_EXTRACTED ENTRIES_
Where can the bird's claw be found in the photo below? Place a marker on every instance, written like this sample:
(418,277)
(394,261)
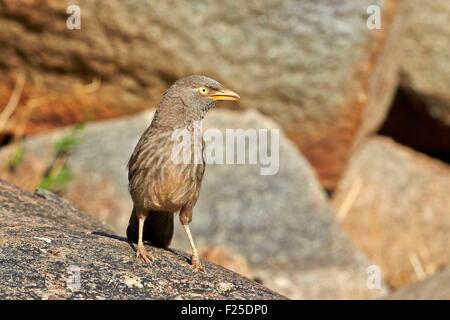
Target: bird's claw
(143,254)
(197,265)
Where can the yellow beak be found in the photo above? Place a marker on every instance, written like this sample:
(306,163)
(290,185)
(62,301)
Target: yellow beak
(225,95)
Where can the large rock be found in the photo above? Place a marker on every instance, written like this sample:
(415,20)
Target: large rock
(425,54)
(437,287)
(393,202)
(50,250)
(313,66)
(281,224)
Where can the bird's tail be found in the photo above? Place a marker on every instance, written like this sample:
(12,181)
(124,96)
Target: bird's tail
(158,228)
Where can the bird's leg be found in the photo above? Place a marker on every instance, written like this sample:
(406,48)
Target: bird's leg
(140,248)
(185,219)
(196,264)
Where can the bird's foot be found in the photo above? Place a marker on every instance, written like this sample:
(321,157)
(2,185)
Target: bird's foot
(196,264)
(143,254)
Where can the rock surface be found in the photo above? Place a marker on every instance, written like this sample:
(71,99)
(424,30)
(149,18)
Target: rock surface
(50,250)
(277,223)
(313,66)
(393,202)
(434,288)
(425,54)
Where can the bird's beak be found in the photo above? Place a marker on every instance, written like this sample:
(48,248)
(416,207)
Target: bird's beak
(225,95)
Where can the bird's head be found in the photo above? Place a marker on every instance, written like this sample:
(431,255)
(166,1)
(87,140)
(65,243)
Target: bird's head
(199,94)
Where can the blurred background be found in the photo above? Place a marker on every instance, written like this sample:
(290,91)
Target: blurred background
(364,174)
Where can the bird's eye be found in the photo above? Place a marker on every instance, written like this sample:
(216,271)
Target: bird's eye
(203,90)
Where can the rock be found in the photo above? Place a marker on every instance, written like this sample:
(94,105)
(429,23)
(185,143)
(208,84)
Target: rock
(435,287)
(425,54)
(277,223)
(226,258)
(313,66)
(393,203)
(85,261)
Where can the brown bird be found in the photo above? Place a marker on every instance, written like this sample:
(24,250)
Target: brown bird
(159,186)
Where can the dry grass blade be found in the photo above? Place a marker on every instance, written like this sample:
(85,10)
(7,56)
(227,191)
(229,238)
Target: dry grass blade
(13,101)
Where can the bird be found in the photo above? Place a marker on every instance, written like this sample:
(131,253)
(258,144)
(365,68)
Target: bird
(160,187)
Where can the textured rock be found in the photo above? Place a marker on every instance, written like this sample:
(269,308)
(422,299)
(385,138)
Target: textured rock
(393,203)
(436,287)
(425,54)
(50,250)
(277,223)
(313,66)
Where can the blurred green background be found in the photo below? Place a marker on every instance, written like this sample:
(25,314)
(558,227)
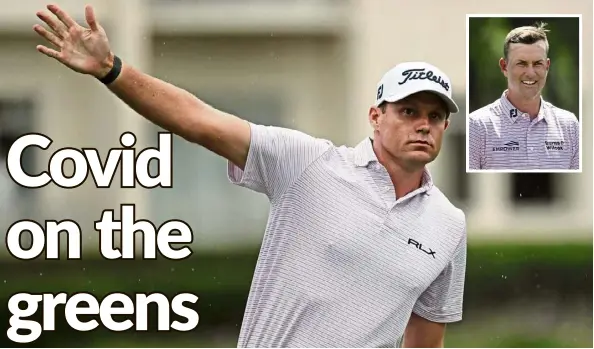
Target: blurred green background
(310,66)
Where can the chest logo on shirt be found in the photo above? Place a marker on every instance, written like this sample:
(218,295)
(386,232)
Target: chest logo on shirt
(557,145)
(420,246)
(509,146)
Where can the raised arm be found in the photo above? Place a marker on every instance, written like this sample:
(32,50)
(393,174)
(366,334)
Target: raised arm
(87,51)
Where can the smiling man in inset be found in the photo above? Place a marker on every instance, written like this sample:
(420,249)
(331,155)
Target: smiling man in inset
(520,130)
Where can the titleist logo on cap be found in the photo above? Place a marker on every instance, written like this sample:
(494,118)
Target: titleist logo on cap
(422,74)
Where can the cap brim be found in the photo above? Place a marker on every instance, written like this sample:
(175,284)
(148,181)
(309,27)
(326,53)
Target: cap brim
(452,106)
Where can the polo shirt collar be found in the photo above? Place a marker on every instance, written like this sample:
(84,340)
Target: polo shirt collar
(513,114)
(364,156)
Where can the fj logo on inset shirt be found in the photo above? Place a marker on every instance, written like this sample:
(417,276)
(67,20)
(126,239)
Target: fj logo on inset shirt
(558,145)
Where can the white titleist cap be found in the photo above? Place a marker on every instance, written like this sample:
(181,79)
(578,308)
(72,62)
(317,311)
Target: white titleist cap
(409,78)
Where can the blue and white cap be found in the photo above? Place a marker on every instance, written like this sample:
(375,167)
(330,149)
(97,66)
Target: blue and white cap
(409,78)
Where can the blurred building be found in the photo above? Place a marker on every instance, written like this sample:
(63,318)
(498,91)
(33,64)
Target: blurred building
(309,65)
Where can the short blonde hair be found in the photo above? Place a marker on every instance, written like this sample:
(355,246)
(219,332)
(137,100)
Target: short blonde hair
(526,35)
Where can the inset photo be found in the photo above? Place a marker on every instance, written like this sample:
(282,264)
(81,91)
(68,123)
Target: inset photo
(524,93)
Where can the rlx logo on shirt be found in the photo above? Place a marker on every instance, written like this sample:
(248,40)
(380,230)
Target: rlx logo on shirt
(420,246)
(509,146)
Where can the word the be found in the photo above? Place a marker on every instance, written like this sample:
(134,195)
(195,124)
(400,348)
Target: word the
(87,304)
(133,168)
(153,238)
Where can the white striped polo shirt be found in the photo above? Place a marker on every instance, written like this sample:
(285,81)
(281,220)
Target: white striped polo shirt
(503,138)
(342,262)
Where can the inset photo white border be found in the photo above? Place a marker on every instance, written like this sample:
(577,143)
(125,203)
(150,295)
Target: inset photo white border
(537,18)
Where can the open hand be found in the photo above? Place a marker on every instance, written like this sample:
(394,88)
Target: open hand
(84,50)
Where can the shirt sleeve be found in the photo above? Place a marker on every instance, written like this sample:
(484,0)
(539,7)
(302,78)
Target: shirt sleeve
(575,146)
(442,301)
(476,144)
(276,158)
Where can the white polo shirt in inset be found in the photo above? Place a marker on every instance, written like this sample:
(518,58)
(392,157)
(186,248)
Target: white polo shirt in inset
(503,138)
(343,263)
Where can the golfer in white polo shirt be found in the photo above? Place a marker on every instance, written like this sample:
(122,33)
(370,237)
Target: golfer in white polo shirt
(520,130)
(361,248)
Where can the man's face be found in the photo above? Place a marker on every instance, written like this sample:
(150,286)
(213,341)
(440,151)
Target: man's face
(411,130)
(526,69)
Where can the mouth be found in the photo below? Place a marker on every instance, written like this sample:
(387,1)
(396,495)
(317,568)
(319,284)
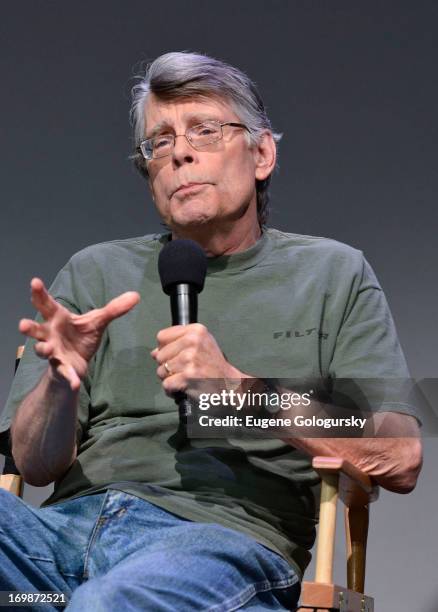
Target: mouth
(189,188)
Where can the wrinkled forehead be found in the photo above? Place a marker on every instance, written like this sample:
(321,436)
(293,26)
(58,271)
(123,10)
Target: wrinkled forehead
(183,112)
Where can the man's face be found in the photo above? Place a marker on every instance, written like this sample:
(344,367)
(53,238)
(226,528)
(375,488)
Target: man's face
(222,174)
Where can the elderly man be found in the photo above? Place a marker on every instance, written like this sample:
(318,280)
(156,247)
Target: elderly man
(135,521)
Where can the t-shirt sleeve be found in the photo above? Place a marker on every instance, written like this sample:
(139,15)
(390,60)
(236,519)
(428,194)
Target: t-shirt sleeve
(368,369)
(67,290)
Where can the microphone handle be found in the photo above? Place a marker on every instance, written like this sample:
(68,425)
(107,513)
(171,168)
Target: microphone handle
(184,309)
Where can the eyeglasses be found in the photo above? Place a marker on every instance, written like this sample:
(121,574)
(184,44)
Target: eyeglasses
(197,136)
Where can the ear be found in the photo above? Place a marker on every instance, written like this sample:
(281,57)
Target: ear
(265,155)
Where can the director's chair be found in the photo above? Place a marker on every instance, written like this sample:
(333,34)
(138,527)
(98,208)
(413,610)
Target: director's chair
(339,478)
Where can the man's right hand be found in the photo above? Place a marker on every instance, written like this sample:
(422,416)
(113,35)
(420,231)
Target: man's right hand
(68,341)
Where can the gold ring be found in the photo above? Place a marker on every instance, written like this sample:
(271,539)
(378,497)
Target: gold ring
(168,370)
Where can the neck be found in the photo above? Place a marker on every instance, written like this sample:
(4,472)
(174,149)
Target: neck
(221,241)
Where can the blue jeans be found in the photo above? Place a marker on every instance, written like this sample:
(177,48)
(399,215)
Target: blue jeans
(115,551)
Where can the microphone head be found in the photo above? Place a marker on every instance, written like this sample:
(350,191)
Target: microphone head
(182,261)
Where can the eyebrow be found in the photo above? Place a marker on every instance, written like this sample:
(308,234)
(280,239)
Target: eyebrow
(188,117)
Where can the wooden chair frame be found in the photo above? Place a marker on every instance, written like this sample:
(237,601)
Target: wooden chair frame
(339,479)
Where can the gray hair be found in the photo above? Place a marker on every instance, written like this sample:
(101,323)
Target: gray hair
(183,74)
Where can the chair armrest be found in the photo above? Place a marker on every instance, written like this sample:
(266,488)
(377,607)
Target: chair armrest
(355,488)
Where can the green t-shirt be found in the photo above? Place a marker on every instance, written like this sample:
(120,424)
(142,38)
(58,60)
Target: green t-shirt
(291,306)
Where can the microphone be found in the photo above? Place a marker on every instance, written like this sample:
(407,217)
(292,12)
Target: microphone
(182,266)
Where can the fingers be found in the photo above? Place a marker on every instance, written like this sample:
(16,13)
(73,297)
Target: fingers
(41,299)
(32,329)
(117,307)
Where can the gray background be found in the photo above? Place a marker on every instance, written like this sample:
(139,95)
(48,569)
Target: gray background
(353,87)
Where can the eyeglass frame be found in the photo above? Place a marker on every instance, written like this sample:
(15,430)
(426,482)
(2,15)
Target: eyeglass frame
(174,136)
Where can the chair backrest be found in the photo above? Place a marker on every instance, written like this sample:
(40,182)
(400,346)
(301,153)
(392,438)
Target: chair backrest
(10,479)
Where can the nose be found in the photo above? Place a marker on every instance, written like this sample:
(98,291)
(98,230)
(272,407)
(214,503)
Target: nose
(182,152)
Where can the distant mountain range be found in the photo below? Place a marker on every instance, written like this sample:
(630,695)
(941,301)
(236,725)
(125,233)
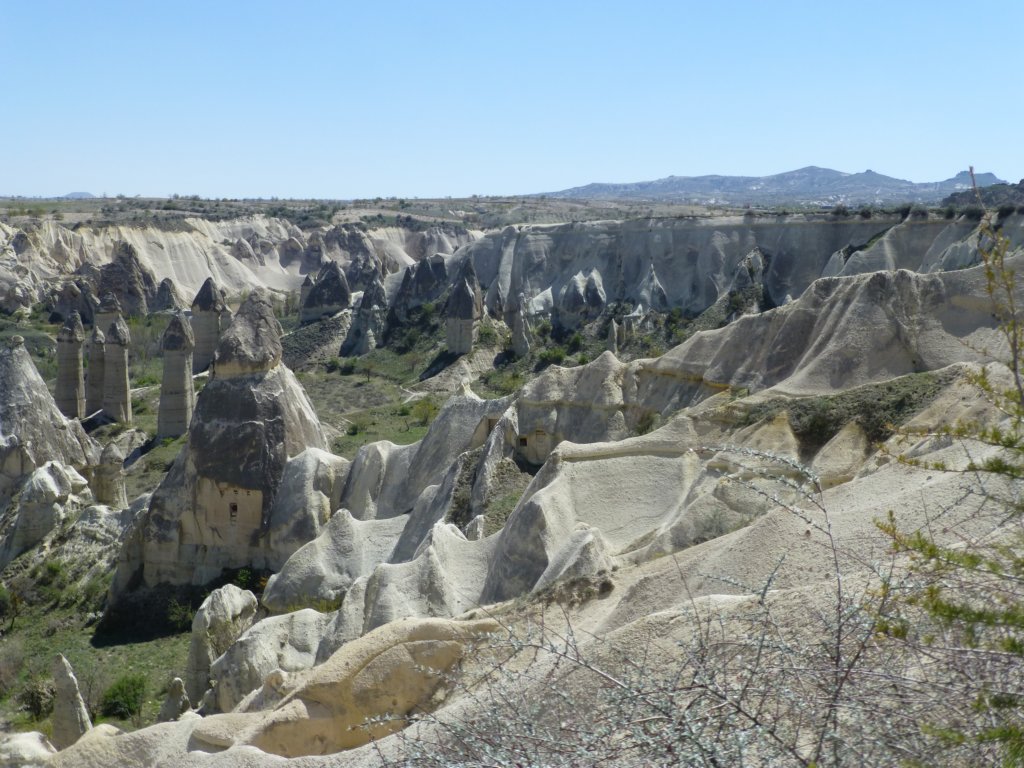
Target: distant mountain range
(811,185)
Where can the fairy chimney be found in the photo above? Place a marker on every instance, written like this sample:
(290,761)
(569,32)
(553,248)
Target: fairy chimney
(94,381)
(208,323)
(71,384)
(177,398)
(117,393)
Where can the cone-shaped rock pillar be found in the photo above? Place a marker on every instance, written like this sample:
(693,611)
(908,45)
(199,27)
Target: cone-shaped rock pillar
(208,323)
(465,306)
(109,478)
(177,398)
(71,384)
(117,393)
(97,367)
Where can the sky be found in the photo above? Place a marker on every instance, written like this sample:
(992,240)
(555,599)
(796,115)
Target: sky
(341,99)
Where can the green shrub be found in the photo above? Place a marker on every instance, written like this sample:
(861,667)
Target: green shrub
(124,698)
(552,356)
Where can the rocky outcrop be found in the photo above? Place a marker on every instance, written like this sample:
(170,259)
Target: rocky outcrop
(208,321)
(213,510)
(421,283)
(70,393)
(117,390)
(464,308)
(167,298)
(329,295)
(33,430)
(126,279)
(177,396)
(109,478)
(71,718)
(390,672)
(370,323)
(219,622)
(95,378)
(175,704)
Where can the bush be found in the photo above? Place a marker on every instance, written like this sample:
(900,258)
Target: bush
(124,698)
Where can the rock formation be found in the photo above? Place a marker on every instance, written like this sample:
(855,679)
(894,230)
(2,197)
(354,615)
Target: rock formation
(97,367)
(177,396)
(421,283)
(208,323)
(167,297)
(213,509)
(219,622)
(328,296)
(125,276)
(175,704)
(369,326)
(109,478)
(71,384)
(117,391)
(33,430)
(71,718)
(464,308)
(107,311)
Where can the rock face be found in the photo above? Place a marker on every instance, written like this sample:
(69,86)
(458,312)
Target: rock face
(109,478)
(117,391)
(97,367)
(71,383)
(213,509)
(129,281)
(176,704)
(33,430)
(167,297)
(219,622)
(465,306)
(390,671)
(177,396)
(370,324)
(71,718)
(208,322)
(329,295)
(423,282)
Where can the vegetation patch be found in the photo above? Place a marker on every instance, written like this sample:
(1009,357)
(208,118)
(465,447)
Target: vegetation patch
(879,409)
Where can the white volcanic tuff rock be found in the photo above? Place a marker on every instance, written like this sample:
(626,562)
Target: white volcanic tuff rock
(32,429)
(287,642)
(71,718)
(213,508)
(324,569)
(302,504)
(842,333)
(221,619)
(386,479)
(690,264)
(51,495)
(391,671)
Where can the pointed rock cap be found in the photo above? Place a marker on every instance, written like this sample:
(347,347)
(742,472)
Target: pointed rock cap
(331,288)
(209,298)
(72,331)
(178,336)
(109,303)
(112,456)
(252,344)
(375,297)
(118,333)
(168,296)
(465,301)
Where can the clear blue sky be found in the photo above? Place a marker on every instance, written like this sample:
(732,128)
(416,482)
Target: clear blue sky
(344,99)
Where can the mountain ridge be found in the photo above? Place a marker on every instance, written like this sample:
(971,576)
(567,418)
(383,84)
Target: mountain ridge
(811,184)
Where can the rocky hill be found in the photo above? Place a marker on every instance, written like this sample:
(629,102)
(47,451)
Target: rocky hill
(811,185)
(607,564)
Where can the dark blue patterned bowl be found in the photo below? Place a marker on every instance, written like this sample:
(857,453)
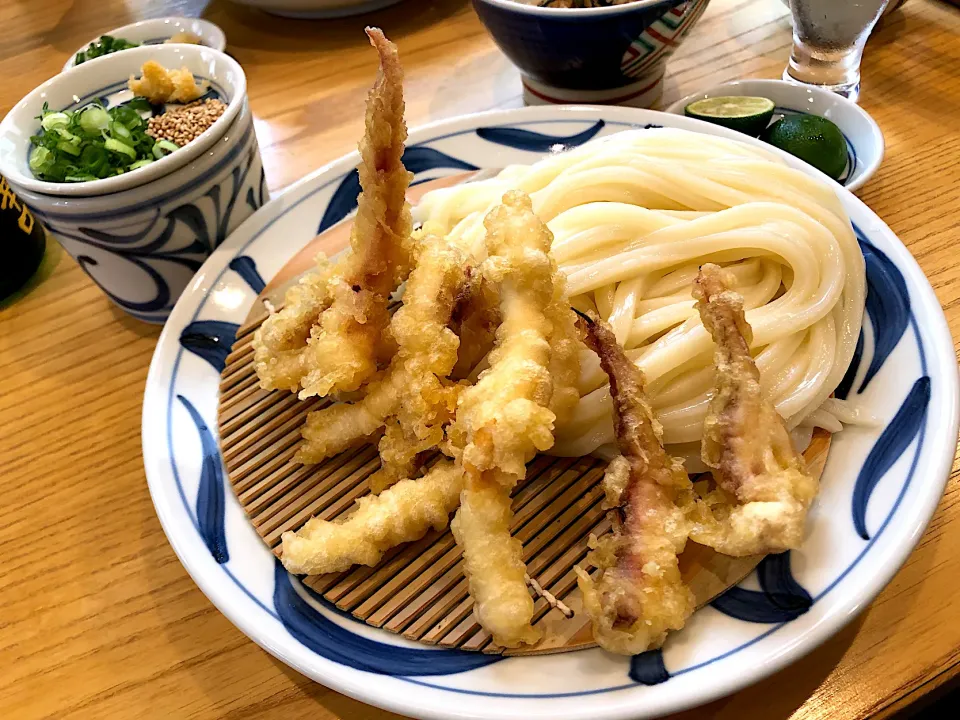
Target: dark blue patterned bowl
(610,55)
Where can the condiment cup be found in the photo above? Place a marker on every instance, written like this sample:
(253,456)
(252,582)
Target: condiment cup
(141,235)
(865,144)
(157,31)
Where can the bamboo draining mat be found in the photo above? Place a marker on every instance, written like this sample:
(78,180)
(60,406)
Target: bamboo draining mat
(418,590)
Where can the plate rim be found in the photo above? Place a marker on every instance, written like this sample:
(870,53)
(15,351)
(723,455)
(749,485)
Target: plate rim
(935,329)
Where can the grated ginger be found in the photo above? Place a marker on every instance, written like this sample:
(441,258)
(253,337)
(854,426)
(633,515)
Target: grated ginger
(159,85)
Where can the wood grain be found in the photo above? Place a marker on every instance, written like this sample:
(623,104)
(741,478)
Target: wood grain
(97,617)
(419,591)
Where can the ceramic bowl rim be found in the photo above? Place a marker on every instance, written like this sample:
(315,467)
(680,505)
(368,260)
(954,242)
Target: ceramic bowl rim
(874,133)
(580,14)
(142,176)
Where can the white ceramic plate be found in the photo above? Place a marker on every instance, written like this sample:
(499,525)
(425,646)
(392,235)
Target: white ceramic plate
(864,139)
(880,487)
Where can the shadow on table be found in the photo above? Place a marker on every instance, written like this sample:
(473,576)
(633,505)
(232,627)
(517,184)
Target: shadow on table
(339,706)
(250,29)
(781,694)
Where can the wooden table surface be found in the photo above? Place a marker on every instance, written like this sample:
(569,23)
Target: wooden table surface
(97,616)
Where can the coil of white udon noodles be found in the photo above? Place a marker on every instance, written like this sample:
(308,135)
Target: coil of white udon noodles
(634,215)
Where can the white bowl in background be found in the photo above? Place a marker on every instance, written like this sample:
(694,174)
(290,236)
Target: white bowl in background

_INSTRUCTIONS FOR THE TASK_
Copy out word for word the part of the data that opens with the line containing "Where can the white bowl" and closes with the last line of the data.

_THE ANSWER_
Where can the white bowl in background be found in the photo above? Place a marker on every instance, written like this sample:
(694,174)
(290,236)
Target: white bowl in background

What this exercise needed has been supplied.